Great pics! 8) . How large is the lake the cabin is on?


----------



## Jim (May 23, 2008)

Waterwings said:


> Great pics! 8) . How large is the lake the cabin is on?



Almost 5000 acres.

https://www.mainelakecharts.com/3d/cobbossee3d.html


----------



## Waterwings (May 23, 2008)

Nice size body of water! Cool chart too


----------



## Captain Ahab (May 23, 2008)

If I saw you coming dressed liek that I woudl be spooked as well. 
*

YIPES*


----------



## Zum (May 23, 2008)

looks like a great spot...hope ya had a great time


----------



## jkbirocz (May 23, 2008)

Looks like an awesome time. I want that goby colored x-rap. You look like a pro in that frog tog suit 8)


----------



## mtnman (May 24, 2008)

First, great pics. 
Second, you werent defacing the dock you were marking your territory.
Third, That beer looked really good!
Glad to here you had a good time and not getting the skunk!


----------



## Jim (May 24, 2008)

jkbirocz said:


> Looks like an awesome time. I want that goby colored x-rap. You look like a pro in that frog tog suit 8)



My friend taking the picture said I looked like an idiot. The Temperatures were mid 60's with wind. After a few hours it would get numbing. The frog togg suit was amazing in blocking the wind. I have never believed it was really like that.


----------



## SMDave (May 24, 2008)

Those are some nice pics, especially of the smallmouth. Great colors on those smallies.


----------



## FishinsMyLife (May 24, 2008)

Sweet, man. That's a nice pickerel and smallmouth anyway 8)


----------



## slim357 (May 24, 2008)

Looks like a sweet body of water, was that a size 8 xrap? Also please tell me you dont drink michelob :-& . Oh yea nice fish as well that one smallie was thin as could be tho.


----------



## Jim (May 24, 2008)

slim357 said:


> Looks like a sweet body of water, was that a size 8 xrap? Also please tell me you dont drink michelob :-& . Oh yea nice fish as well that one smallie was thin as could be tho.



X-rap was the xr-8 size? The smaller size. 

Yes it was michelob. They were actually pretty good. We were mixing them with Sam Adams Summer Ale!


----------



## shamoo (May 24, 2008)

Nice pics dude, love the bronze back, glad you enjoyed yourself, you deserve it.


----------



## kemical (May 24, 2008)

what kind of boat is that!! me likey!!!!


----------



## mr.fish (May 26, 2008)

Looks like it was a good trip. No muskie Jim.


----------



## FishingBuds (May 26, 2008)

looked fun, nice defacing :wink:


----------

▸ **Goal of the exercise**
Reproduce everything in the fishing thread from "## jkbirocz (May" down to "marking your territory.", word for word. The lines that come next aren't needed.

(Items stored from a collection)
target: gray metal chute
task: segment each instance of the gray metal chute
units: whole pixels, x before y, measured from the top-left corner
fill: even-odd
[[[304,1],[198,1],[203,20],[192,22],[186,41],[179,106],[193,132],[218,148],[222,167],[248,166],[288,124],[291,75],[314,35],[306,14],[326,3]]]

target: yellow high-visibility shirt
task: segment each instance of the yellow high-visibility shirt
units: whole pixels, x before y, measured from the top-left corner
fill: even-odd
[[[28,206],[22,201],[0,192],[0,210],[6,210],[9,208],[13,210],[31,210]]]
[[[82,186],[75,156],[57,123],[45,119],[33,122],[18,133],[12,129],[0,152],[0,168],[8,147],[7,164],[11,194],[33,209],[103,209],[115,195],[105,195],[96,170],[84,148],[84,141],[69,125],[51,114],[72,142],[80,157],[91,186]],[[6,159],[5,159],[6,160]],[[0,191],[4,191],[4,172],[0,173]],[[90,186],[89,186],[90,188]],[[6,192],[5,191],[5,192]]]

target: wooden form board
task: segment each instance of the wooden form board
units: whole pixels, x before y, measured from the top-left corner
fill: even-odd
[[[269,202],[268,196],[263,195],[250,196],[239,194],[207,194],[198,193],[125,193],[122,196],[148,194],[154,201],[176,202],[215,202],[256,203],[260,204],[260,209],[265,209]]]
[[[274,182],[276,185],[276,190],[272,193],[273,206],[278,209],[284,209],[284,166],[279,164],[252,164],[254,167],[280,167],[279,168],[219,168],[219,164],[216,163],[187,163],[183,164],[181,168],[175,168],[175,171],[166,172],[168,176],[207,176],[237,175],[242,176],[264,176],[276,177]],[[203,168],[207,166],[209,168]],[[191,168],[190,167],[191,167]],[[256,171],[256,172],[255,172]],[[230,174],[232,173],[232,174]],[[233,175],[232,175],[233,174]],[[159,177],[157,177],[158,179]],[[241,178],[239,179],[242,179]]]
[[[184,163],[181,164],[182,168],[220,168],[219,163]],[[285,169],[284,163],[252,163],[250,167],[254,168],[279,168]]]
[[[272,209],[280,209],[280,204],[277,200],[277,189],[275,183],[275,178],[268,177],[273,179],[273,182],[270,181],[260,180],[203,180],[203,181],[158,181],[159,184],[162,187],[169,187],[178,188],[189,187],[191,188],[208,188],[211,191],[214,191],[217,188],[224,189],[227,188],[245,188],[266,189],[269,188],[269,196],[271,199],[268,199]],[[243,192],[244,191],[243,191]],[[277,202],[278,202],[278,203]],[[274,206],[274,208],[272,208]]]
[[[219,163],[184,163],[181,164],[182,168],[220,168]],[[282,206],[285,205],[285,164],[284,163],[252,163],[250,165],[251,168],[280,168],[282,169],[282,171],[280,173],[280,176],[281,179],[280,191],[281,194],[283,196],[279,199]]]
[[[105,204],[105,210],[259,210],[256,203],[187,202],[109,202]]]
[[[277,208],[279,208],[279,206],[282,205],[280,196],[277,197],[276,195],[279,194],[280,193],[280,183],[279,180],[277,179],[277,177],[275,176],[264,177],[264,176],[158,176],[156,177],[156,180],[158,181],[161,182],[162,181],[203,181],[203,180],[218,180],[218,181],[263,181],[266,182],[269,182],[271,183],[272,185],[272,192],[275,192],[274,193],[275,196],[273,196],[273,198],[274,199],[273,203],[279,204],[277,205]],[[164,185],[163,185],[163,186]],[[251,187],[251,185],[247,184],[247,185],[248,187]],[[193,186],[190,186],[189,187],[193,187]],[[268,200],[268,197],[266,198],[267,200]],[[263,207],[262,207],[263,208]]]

▸ **Result for this exercise**
## jkbirocz (May 23, 2008)

Looks like an awesome time. I want that goby colored x-rap. You look like a pro in that frog tog suit 8)


----------



## mtnman (May 24, 2008)

First, great pics. 
Second, you werent defacing the dock you were marking your territory.